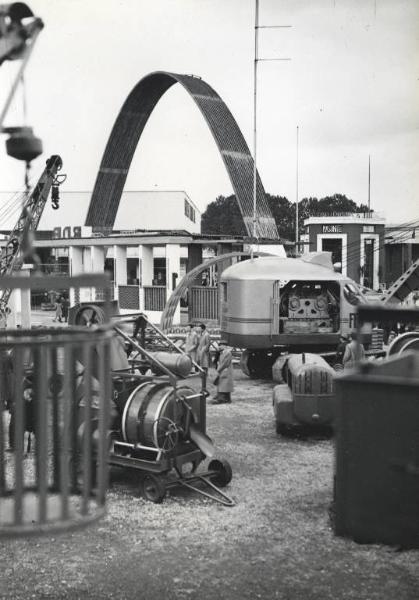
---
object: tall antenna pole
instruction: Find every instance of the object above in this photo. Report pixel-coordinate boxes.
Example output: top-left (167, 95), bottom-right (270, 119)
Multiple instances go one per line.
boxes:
top-left (251, 0), bottom-right (259, 260)
top-left (295, 125), bottom-right (299, 252)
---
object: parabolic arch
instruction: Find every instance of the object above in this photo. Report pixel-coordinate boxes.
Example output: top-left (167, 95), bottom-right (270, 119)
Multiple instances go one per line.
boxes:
top-left (86, 71), bottom-right (279, 239)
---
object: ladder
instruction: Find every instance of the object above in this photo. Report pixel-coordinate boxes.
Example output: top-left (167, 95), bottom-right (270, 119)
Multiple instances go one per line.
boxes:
top-left (380, 258), bottom-right (419, 304)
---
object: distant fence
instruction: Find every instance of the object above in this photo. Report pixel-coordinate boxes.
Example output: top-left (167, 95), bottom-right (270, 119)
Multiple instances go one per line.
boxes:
top-left (118, 285), bottom-right (140, 310)
top-left (144, 285), bottom-right (166, 311)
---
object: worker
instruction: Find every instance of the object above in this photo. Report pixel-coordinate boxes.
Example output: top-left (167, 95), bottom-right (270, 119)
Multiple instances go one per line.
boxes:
top-left (211, 340), bottom-right (234, 404)
top-left (333, 333), bottom-right (350, 371)
top-left (184, 323), bottom-right (199, 370)
top-left (53, 296), bottom-right (63, 323)
top-left (342, 331), bottom-right (365, 369)
top-left (198, 323), bottom-right (211, 374)
top-left (61, 296), bottom-right (70, 323)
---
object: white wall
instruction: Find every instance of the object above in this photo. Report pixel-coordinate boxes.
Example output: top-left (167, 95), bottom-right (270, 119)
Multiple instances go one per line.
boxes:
* * * * * * * * *
TASK TO COMPLETE: Copy the items above, renaming "Example output" to "Sample output" wherever it occurs and leaving everything else unchanged. Leave the pictures out.

EXERCISE RESPONSE:
---
object: tall antenna pole
instruction: Find every instance of the object above in this photo. Report pixel-coordinate boxes.
Sample output: top-left (167, 95), bottom-right (270, 119)
Multiple instances go one per line.
boxes:
top-left (251, 0), bottom-right (259, 260)
top-left (295, 125), bottom-right (299, 252)
---
object: parabolic arch
instruction: Find every instance of the object above in this photo. Report pixel-coordinate boxes.
Sample output: top-left (167, 95), bottom-right (270, 119)
Multiple instances go one per line.
boxes:
top-left (86, 71), bottom-right (279, 239)
---
object: ladder
instruction: Find every instance of the object above in this photo. Report pixel-coordinate boxes.
Sample output: top-left (167, 95), bottom-right (270, 119)
Multiple instances go one per line.
boxes:
top-left (380, 258), bottom-right (419, 304)
---
object: distant fence
instruction: Find every instance of the object above in this photo. Report pixel-coordinate boxes.
Sample output: top-left (167, 95), bottom-right (270, 119)
Multiple instances go one per line.
boxes:
top-left (118, 285), bottom-right (140, 310)
top-left (144, 285), bottom-right (166, 311)
---
object: worker
instruction: Find every instance of the object above in this photo. Report pixel-coordinate boxes.
Sample output: top-left (167, 95), bottom-right (270, 119)
Multiple instances go one per line.
boxes:
top-left (211, 340), bottom-right (234, 404)
top-left (333, 333), bottom-right (350, 371)
top-left (184, 323), bottom-right (199, 370)
top-left (53, 296), bottom-right (63, 323)
top-left (342, 331), bottom-right (365, 369)
top-left (198, 323), bottom-right (211, 374)
top-left (61, 296), bottom-right (70, 323)
---
object: white wall
instruction: Find every instance of the object above in this photo. Report pixel-coordinate boxes.
Sample output: top-left (167, 95), bottom-right (270, 119)
Multiple instances go one per line.
boxes:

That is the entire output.